JOB.
Collect every line in the records below that contains the string "statue", and copy each one in full. Case counts when matching.

DATA TO USE.
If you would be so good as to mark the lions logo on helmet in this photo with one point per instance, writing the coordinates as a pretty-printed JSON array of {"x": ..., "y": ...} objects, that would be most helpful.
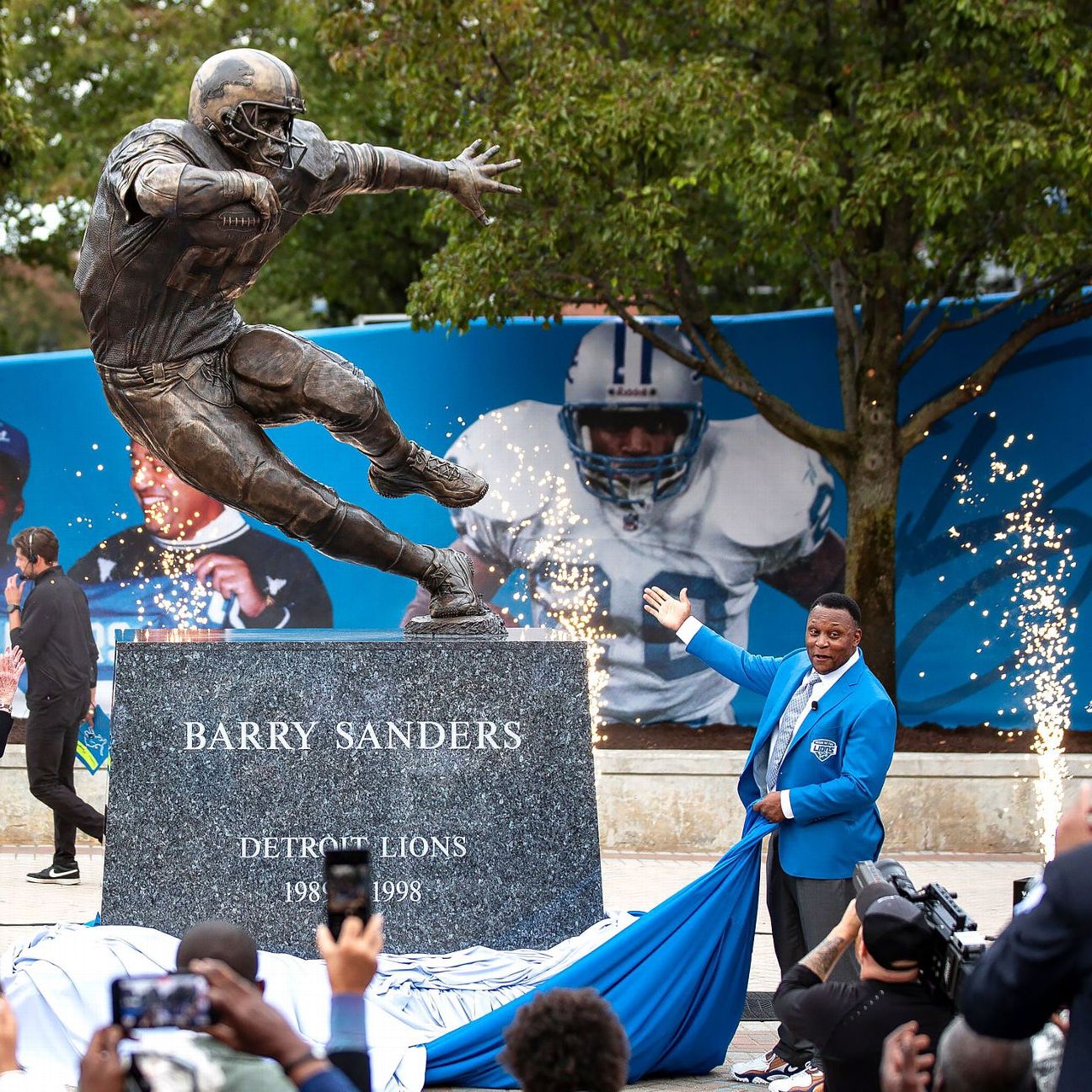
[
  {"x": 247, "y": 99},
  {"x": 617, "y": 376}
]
* * *
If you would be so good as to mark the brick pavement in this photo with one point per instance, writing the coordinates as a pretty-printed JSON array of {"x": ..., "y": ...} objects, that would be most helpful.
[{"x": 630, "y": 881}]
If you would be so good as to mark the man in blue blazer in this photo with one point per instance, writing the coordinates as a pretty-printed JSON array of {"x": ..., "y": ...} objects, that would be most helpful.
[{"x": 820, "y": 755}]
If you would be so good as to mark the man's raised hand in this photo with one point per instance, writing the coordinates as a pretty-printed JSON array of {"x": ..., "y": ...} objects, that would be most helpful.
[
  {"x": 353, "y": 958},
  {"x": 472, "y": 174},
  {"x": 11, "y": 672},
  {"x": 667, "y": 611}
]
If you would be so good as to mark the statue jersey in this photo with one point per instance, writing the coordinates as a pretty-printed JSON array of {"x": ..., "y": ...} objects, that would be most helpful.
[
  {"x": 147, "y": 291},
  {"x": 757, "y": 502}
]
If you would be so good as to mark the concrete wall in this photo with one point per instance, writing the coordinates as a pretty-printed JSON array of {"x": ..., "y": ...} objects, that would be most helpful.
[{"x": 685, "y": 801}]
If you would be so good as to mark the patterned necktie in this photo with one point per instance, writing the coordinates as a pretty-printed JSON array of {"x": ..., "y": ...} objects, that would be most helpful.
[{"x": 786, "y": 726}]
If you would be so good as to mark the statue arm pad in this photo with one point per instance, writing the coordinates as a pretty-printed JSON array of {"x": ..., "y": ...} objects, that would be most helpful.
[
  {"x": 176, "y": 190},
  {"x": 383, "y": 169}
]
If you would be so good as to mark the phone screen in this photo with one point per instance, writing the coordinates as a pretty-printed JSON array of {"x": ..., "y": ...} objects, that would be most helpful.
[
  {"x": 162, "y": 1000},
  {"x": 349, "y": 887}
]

RESULT FOR THIS TASK.
If you would be so good as to mark the statue jersey in this photo with one point per instance, writing the coordinates as a pretty-printed JSON array of {"x": ..., "y": ...} objects, that would be most helpful.
If you would be so good as to mark the statue arm pad in this photo with one point per instance, writing the coordinates as a pretty-printed JSON array of {"x": ..., "y": ...} objects, that would be most helpful.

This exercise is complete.